§ **GOAL 1**:
Set down, word for word, the stretch of the passage on inner alignment research from "Website: http://ethanperez.net/" through "on model-written evaluations)".
§ **GOAL 2**:
Supply the next part of the passage on inner alignment research, picking up after its final sentence.

§ **READING PASSAGE**:
○ ○ ○ ○

Website: http://ethanperez.net/

# Wiki Contributions

Evan and others on my team are working on non-mechanistic-interpretability directions primarily motivated by inner alignment:

1. Developing model organisms for deceptive inner alignment, which we may use to study the risk factors for deceptive alignment
2. Conditioning predictive models as an alternative to training agents. Predictive models may pose fewer inner alignment risks, for reasons discussed here
3. Studying the extent to which models exhibit likely pre-requisites to deceptive inner alignment, such as situational awareness (a very preliminary exploration is in Sec. 5 in our paper on model-written evaluations)
4. Investigating the extent to which externalized reasoning (e.g. chain of thought) is a way to gain transparency into a model's process for solving a task

There's also ongoing work on other teams related to (automated) red teaming of models and understanding how models generalize, which may also turn out to be relevant/helpful for inner alignment. It's pretty unclear to me how useful any of these directions will turn out to be for inner alignment in the end, but we've chosen these directions in large part because we're very concerned about inner alignment, and we're actively looking for new directions that seem useful for mitigating inner misalignment risks.

All the "Awareness of..." charts trend up and to the right, except "Awareness of being a text-only model" which gets worse with model scale and # RLHF steps. Why does more scaling/RLHF training make the models worse at knowing (or admitting) that they are text-only models?

○ ○ ○ ○

§ **GIVEN DATA**:
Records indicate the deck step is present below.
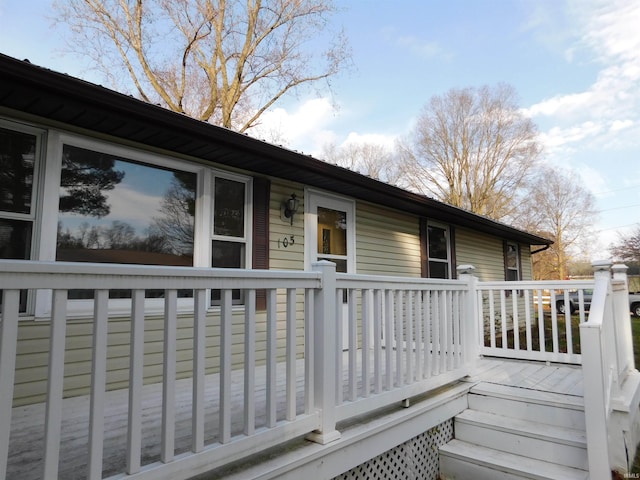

○ ○ ○ ○

§ **WRITTEN RESPONSE 1**:
Website: http://ethanperez.net/

# Wiki Contributions

Evan and others on my team are working on non-mechanistic-interpretability directions primarily motivated by inner alignment:

1. Developing model organisms for deceptive inner alignment, which we may use to study the risk factors for deceptive alignment
2. Conditioning predictive models as an alternative to training agents. Predictive models may pose fewer inner alignment risks, for reasons discussed here
3. Studying the extent to which models exhibit likely pre-requisites to deceptive inner alignment, such as situational awareness (a very preliminary exploration is in Sec. 5 in our paper on model-written evaluations)

§ **WRITTEN RESPONSE 2**:
I think the increases/decreases in situational awareness with RLHF are mainly driven by the RLHF model more often stating that it can do anything that a smart AI would do, rather than becoming more accurate about what precisely it can/can't do. For example, it's more likely to say it can solve complex text tasks (correctly), has internet access (incorrectly), and can access other non-text modalities (incorrectly) -- which are all explained if the model is answering questions as if its overconfident about its abilities / simulating what a smart AI would say. This is also the sense I get from talking with some of the RLHF models, e.g., they will say that they are superhuman at Go/chess and great at image classification (all things that AIs but not LMs can be good at).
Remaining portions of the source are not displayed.